WHAT THE EXERCISE ASKS: All lines from the one that has "Expected: a point placed on each instance of the golden" onward to the end of the records below are to be returned exactly; pictures are to be skipped.

--- AVAILABLE RECORDS ---

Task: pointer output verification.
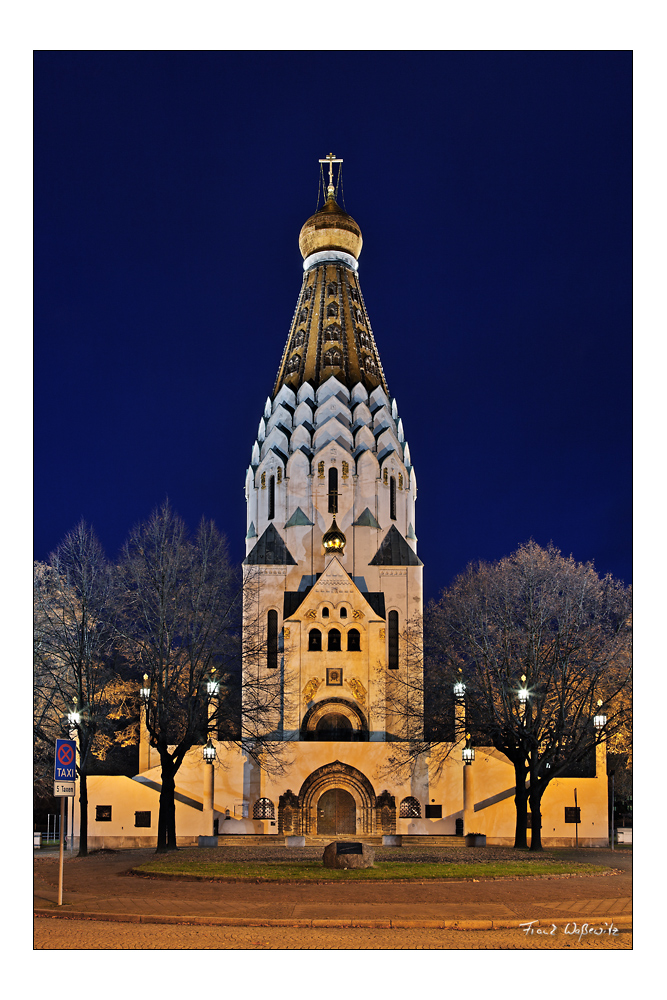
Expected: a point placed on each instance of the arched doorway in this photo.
(336, 813)
(334, 726)
(338, 778)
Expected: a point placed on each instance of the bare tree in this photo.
(182, 623)
(73, 598)
(542, 644)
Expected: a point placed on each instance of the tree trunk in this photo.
(521, 804)
(166, 826)
(535, 797)
(83, 815)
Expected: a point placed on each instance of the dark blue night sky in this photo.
(493, 191)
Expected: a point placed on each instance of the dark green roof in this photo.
(395, 551)
(298, 518)
(270, 550)
(366, 520)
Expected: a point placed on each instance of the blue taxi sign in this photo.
(65, 767)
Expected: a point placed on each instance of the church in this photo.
(334, 582)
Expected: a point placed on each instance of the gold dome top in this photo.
(334, 540)
(330, 229)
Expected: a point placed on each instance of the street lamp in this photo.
(145, 691)
(73, 719)
(599, 721)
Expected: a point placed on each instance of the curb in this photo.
(622, 920)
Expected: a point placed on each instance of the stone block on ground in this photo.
(348, 854)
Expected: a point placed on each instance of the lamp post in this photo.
(599, 723)
(144, 739)
(468, 756)
(209, 754)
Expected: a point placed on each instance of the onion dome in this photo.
(330, 229)
(334, 539)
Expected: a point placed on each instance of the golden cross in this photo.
(330, 159)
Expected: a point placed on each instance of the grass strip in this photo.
(314, 871)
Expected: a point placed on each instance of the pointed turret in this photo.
(331, 332)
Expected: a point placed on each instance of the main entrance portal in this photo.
(336, 813)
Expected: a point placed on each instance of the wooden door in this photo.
(336, 813)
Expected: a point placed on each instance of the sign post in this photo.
(64, 786)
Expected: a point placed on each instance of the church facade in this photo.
(334, 584)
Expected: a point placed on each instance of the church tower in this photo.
(331, 557)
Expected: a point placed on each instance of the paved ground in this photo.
(101, 886)
(114, 935)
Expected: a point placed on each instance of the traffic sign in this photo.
(65, 767)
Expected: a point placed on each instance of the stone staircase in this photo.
(278, 840)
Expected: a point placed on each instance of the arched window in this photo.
(263, 809)
(272, 640)
(272, 498)
(392, 623)
(333, 490)
(410, 808)
(334, 727)
(332, 358)
(333, 641)
(353, 641)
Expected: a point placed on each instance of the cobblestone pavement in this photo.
(100, 885)
(101, 935)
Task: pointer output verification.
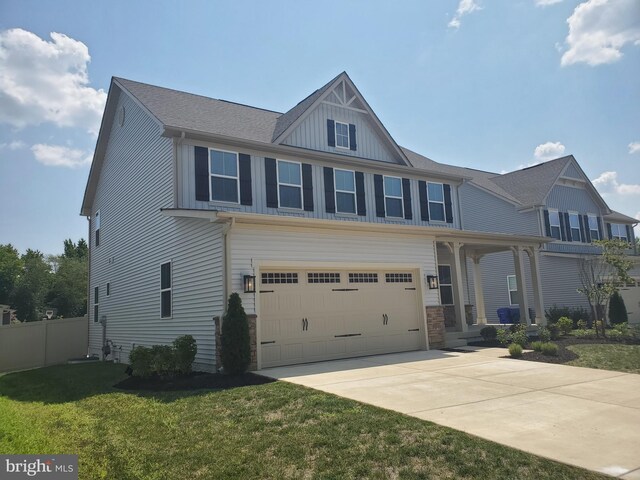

---

YOUR SOLUTION:
Expected: a point placed on each instance of the golden cross in this photo.
(330, 159)
Expected: a point placed on each instance of the grass strip in this photo.
(314, 871)
Expected: a point placed on each instance of the pointed turret in this photo.
(331, 332)
Expected: a point placed on each instance of the main entrance portal in this photo.
(336, 813)
Expected: a point placed on each instance of the wooden door in this photo.
(336, 813)
Expected: a point placed on each instance of the sign post in this photo.
(64, 786)
Expected: a point placed on each instance of the church facade in this photo.
(334, 584)
Expected: a point placed on each instance of the church tower in this photo.
(331, 557)
Expected: a point placed on each instance of the paved ground in this photo.
(101, 886)
(114, 935)
Expected: a point placed on each instance of the traffic sign in this photo.
(65, 767)
Expected: a point placed on each instance of the stone staircase in this photo.
(278, 840)
Expected: a point placed on each instance of the arched window in this photo.
(263, 809)
(272, 640)
(272, 498)
(392, 623)
(333, 490)
(410, 808)
(334, 727)
(332, 358)
(333, 641)
(353, 641)
Expected: a point placed on each instance of the cobblestone pavement in this photo.
(100, 885)
(101, 935)
Task: pointer output verification.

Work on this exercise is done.